日本は社会の同質性が高いと言われがちだが、全く異なる環境の場所もある。直木賞作家・窪美澄の最新長編『給水塔から見た虹は』に登場する、外国人が多数暮らす団地はその一例だ。この場所を舞台に、著者はどのような物語を書き上げたのか。その物語から、どんな希望を紡ぎ出したのか。

聞き手・構成/吉田大助 撮影/大槻志穂

――今回の物語の舞台は、どのような経緯で選ばれたのでしょうか。

 この作品は、舞台を決めることから始まったんです。最初のきっかけは、集英社の編集部員の方から、日本の東海地方のとある団地を舞台に小説を書きませんかというお話をいただいたことでした。そこは、ブラジルの方が多い団地だったんですね。私はこれまで何度か団地を舞台にした小説を書いてきましたが、日本人だけが登場するのは不自然ではないかなと思っていました。今の団地には、外国からやってきて日本に帰化した方もいれば外国籍の方もいる。いろいろな国の人たちが交じって暮らしている今の団地のことを、ぜひ書いてみたいと思ったんです。ただ、ある理由で取材が難しくなってしまい、東海地方の団地の話は、なしになってしまって。でも、やっぱり団地の話を書きたいという思いが募って、東京近郊で取材ができる所はどこだろうと探した結果、神奈川県のとある団地をモデルに書いてみることにしたんです。

――小説では「紅葉もみじ団地」という名称で登場しています。

 モデルになった団地は、ベトナムの方がたくさんいらっしゃるんです。神奈川にはインドシナ難民(※一九七〇年代にベトナム、カンボジア、ラオスの社会主義体制への移行に伴い、迫害を恐れて国外に脱出した人々)をサポートする「定住促進センター」があり、そこで紹介を受けた方たちがこの団地に住むようになったんですね。その後、子どもやお孫さんも生まれ、数世代にわたって団地で暮らしている。その現実を知った時に、子どもたちの話が書きたいなと思いました。そこから、難民三世のヒュウというベトナム人の男の子と、桐乃という同い年の日本人の女の子が生まれました。

――団地、お好きなんですね。

····················

課題内容 =
**A.** 記事によると、小説のモデルになった神奈川県の団地には、どの国の人が多く暮らしていますか。
**B.** 記事に出てくる国名をすべて挙げてください。
**C.** 記事のうち、「聞き手・構成/吉田大助 撮影/大槻志穂」を含む箇所から書き写し、「本人の女の子が生まれました。」のところまで出力してください。
記事に書かれていることだけを手がかりにしてください。

[データセットの項目]
····················

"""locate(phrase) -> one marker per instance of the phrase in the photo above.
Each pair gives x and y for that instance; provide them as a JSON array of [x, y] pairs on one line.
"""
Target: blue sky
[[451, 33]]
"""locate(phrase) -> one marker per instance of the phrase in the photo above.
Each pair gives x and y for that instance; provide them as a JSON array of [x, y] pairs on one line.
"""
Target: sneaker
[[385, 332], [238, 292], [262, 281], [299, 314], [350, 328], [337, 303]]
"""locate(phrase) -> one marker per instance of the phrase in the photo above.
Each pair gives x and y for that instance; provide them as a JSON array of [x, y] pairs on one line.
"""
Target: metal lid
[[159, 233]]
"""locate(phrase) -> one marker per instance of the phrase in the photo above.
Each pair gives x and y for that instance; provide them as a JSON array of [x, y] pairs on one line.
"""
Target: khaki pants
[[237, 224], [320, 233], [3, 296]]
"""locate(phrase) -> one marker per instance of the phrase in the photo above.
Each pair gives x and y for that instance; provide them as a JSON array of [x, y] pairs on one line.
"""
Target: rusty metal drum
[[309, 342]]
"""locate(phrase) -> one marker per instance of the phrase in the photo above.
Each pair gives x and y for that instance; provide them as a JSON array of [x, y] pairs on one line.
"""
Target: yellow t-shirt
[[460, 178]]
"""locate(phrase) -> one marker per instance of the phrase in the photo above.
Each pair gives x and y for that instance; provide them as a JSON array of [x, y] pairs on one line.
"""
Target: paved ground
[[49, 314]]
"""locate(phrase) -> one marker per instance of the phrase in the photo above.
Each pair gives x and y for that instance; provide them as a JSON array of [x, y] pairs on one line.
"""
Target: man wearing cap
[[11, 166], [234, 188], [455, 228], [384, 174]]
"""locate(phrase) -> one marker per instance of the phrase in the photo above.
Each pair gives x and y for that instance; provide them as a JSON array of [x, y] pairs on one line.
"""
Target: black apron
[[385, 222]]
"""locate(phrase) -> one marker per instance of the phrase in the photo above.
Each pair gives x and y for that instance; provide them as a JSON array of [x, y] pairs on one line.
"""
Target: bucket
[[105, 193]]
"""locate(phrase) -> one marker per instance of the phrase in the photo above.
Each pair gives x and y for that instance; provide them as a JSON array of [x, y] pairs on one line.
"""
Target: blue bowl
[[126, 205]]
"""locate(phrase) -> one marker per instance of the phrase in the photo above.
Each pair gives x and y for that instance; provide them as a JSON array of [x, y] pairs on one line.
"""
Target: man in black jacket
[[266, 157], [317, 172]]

····················

解答一覧 =
**A.** ベトナムの人たちです。

**B.** 日本、ブラジル、ベトナム、カンボジア、ラオス

**C.**
聞き手・構成/吉田大助 撮影/大槻志穂

――今回の物語の舞台は、どのような経緯で選ばれたのでしょうか。

 この作品は、舞台を決めることから始まったんです。最初のきっかけは、集英社の編集部員の方から、日本の東海地方のとある団地を舞台に小説を書きませんかというお話をいただいたことでした。そこは、ブラジルの方が多い団地だったんですね。私はこれまで何度か団地を舞台にした小説を書いてきましたが、日本人だけが登場するのは不自然ではないかなと思っていました。今の団地には、外国からやってきて日本に帰化した方もいれば外国籍の方もいる。いろいろな国の人たちが交じって暮らしている今の団地のことを、ぜひ書いてみたいと思ったんです。ただ、ある理由で取材が難しくなってしまい、東海地方の団地の話は、なしになってしまって。でも、やっぱり団地の話を書きたいという思いが募って、東京近郊で取材ができる所はどこだろうと探した結果、神奈川県のとある団地をモデルに書いてみることにしたんです。

――小説では「紅葉もみじ団地」という名称で登場しています。

 モデルになった団地は、ベトナムの方がたくさんいらっしゃるんです。神奈川にはインドシナ難民(※一九七〇年代にベトナム、カンボジア、ラオスの社会主義体制への移行に伴い、迫害を恐れて国外に脱出した人々)をサポートする「定住促進センター」があり、そこで紹介を受けた方たちがこの団地に住むようになったんですね。その後、子どもやお孫さんも生まれ、数世代にわたって団地で暮らしている。その現実を知った時に、子どもたちの話が書きたいなと思いました。そこから、難民三世のヒュウというベトナム人の男の子と、桐乃という同い年の日本人の女の子が生まれました。